** Begin DATA SHOWN **

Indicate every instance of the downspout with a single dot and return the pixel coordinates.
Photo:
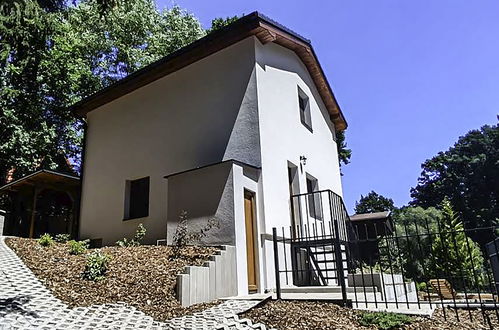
(82, 171)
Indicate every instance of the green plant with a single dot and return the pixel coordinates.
(140, 233)
(62, 238)
(76, 248)
(453, 252)
(421, 286)
(45, 240)
(96, 266)
(384, 320)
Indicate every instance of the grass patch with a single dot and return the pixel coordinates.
(384, 320)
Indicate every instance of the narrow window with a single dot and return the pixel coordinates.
(304, 104)
(314, 198)
(137, 198)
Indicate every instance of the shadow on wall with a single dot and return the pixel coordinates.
(204, 194)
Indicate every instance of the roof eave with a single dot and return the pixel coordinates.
(254, 24)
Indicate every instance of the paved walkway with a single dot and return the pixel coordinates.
(25, 303)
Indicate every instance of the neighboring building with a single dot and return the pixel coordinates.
(227, 128)
(369, 228)
(42, 202)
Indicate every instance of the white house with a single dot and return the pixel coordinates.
(228, 127)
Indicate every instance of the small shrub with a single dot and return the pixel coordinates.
(76, 248)
(45, 240)
(62, 238)
(136, 240)
(383, 320)
(421, 286)
(96, 266)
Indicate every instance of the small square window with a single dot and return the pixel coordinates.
(314, 198)
(137, 198)
(304, 105)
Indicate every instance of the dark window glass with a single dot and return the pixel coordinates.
(304, 105)
(314, 198)
(137, 198)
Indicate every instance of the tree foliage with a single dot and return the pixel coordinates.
(468, 175)
(415, 225)
(373, 202)
(344, 154)
(54, 53)
(453, 254)
(220, 22)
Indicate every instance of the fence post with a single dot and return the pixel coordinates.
(339, 263)
(276, 264)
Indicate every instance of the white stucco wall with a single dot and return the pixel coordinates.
(240, 103)
(188, 119)
(284, 138)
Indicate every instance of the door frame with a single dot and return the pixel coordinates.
(251, 196)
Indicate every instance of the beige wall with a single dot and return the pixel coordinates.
(206, 193)
(190, 118)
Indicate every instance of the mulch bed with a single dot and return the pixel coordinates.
(297, 315)
(143, 277)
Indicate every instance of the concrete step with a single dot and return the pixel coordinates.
(325, 289)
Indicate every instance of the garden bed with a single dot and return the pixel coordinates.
(143, 276)
(298, 315)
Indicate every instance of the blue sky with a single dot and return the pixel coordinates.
(410, 76)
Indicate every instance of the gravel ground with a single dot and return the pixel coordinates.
(143, 277)
(295, 315)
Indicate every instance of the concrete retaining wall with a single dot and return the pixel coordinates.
(217, 278)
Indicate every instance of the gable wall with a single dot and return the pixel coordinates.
(190, 118)
(284, 138)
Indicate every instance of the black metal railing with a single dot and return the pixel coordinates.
(415, 265)
(313, 250)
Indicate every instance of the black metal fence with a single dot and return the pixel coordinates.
(415, 266)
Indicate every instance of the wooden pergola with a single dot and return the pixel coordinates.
(34, 196)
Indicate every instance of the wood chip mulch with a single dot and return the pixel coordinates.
(298, 315)
(143, 277)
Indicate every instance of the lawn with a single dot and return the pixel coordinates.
(143, 276)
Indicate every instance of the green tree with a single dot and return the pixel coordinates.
(53, 53)
(219, 22)
(344, 154)
(453, 254)
(468, 175)
(373, 202)
(414, 226)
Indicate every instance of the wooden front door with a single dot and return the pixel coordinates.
(249, 214)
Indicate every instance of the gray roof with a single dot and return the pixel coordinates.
(371, 216)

** End DATA SHOWN **

WORK INSTRUCTIONS ▸ Copy out every line of the data above, requests included, starting with the line that contains "Indicate every instance of the wood chip" and going on through the end of the data. Scale each coordinate in the answers by 1.6 and round to whole numbers, with halves rounding up.

SOLVED PROBLEM ▸
Indicate every instance of the wood chip mulch with a single dot and return the pixel coordinates.
(477, 504)
(229, 443)
Indicate every instance of the lawn with a single dot and return the pixel coordinates.
(229, 442)
Indicate every instance of the green tree with a single dot and return the pixel coordinates.
(85, 85)
(350, 35)
(550, 246)
(725, 406)
(749, 280)
(597, 323)
(662, 362)
Indicate every instance of the wooden front door with a single dot and return the pixel coordinates.
(398, 342)
Indicate every instance of the gray roof with a single dot and return the pixel coordinates.
(594, 346)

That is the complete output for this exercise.